WHAT IS REQUIRED
Repeat each line of the material exactly.
## begin
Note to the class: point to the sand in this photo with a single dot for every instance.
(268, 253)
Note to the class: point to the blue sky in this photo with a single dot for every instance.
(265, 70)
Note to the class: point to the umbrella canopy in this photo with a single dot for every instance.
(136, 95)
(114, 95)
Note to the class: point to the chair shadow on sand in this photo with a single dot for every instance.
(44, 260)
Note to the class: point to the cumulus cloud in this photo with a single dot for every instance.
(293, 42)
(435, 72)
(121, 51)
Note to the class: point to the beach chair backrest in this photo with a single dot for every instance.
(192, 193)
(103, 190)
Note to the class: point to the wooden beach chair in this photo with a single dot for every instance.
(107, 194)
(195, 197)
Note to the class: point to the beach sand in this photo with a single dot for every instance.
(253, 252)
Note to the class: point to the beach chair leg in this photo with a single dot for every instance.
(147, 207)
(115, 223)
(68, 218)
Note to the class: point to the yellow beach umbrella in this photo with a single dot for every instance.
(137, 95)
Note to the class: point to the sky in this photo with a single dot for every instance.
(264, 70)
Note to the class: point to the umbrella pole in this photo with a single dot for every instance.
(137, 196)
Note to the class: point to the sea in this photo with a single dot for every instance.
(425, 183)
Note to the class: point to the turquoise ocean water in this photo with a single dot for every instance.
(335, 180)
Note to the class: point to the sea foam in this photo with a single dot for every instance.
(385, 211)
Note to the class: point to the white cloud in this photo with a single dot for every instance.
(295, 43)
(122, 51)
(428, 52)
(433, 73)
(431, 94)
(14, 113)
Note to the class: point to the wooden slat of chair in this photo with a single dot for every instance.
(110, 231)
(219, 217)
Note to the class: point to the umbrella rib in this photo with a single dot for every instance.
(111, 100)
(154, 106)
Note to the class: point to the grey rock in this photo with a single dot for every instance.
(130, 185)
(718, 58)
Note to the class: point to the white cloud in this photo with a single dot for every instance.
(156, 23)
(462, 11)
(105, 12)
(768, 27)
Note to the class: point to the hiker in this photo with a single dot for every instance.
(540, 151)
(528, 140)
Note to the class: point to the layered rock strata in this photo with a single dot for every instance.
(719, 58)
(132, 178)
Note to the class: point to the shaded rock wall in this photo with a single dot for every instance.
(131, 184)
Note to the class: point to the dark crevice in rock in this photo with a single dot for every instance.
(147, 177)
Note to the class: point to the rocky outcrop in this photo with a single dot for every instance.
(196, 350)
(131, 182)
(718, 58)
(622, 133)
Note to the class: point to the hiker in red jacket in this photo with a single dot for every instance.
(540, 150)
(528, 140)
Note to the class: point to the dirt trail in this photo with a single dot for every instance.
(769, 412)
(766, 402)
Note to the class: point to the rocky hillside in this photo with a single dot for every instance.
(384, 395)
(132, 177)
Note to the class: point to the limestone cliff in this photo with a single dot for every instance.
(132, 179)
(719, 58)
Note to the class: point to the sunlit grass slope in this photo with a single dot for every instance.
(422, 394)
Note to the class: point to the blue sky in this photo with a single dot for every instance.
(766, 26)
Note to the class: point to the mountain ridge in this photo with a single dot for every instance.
## end
FINISHED ANSWER
Note to the class: point to the sand in this photo with a single dot for every instance.
(268, 253)
Note to the class: point to the blue sky in this photo with a single dot for every instance.
(265, 70)
Note to the class: point to the umbrella canopy in this photo with a single dot for every instance.
(136, 95)
(114, 95)
Note to the class: point to the chair shadow on sand in this photo with a single dot for every instance.
(44, 260)
Note to the class: point to the cumulus cloud in this photo with a single dot for every instance.
(293, 42)
(435, 72)
(121, 51)
Note to the class: point to the beach chair backrest in this photo with a single dot for every instance.
(192, 193)
(103, 190)
Note to the class: point to the wooden beach chair in this photo with a single dot for every instance.
(107, 194)
(195, 197)
Note to the class: point to the beach sand in this photo with a single dot for every instance.
(253, 252)
Note to the class: point to the beach chair leg in this photo with a single dot for every instance.
(147, 207)
(115, 223)
(68, 218)
Note to the class: point to the yellow beach umbrella in this photo with a single dot for every instance.
(137, 95)
Note to the class: point to the sky in this photo with a single dot for every instance.
(264, 70)
Note to the class: point to the umbrella pole in this photo with a single dot for every instance.
(137, 196)
Note to the class: point to the sea in this photo with a single dot for every instance.
(425, 183)
Note to the class: point to the turquoise ocean water in this photo with a single dot for every instance.
(335, 180)
Note to the class: point to the sea foam in this photo with a single dot for every instance.
(385, 211)
Note to the class: point to the white cloud in this photo with a single dot for every instance.
(295, 43)
(122, 51)
(428, 52)
(433, 73)
(431, 94)
(14, 113)
Note to the class: point to the wooden slat of chair in this photo with a single dot for every instance.
(110, 231)
(219, 217)
Note to the class: point to the umbrella rib in this photo with a single dot for every instance.
(111, 100)
(154, 106)
Note to the class: point to the grey rock in this photo with a single dot for every instance.
(130, 185)
(718, 58)
Note to the class: point to the white cloud in this photo with a single dot for every instance.
(156, 23)
(462, 11)
(105, 12)
(768, 27)
Note to the class: point to the hiker in this photo with a single dot for every instance.
(540, 151)
(528, 140)
Note to the class: point to the layered rock strata in this photo with a single dot for every instance.
(719, 58)
(132, 178)
Note to the class: point to the shaded rock wall in this photo with a single dot for every instance.
(131, 184)
Note to the class: point to the dark crevice in rock in this photo with a single dot for every instance.
(147, 177)
Note to the class: point to the rocky outcrop in this photo with a single dot for every instance.
(196, 350)
(131, 182)
(718, 58)
(622, 133)
Note to the class: point to the hiker in red jacket in this photo with a single dot for every instance.
(540, 150)
(528, 140)
Note to the class: point to the dirt trail in this photo with a single dot for every instance.
(769, 412)
(766, 402)
Note to the class: point to the rocky hillside in this photo with a single dot for every instance.
(384, 395)
(132, 177)
Note to the class: point to the limestone cliff in this photo with a single dot for every instance.
(132, 179)
(719, 58)
Note to the class: point to the sunlit grass slope in this photo with a single dot for every instance.
(422, 394)
Note to the class: point to the blue sky in this photo with a single dot for every instance.
(766, 26)
Note to the class: point to the mountain ridge in this photo with a single dot for every instance.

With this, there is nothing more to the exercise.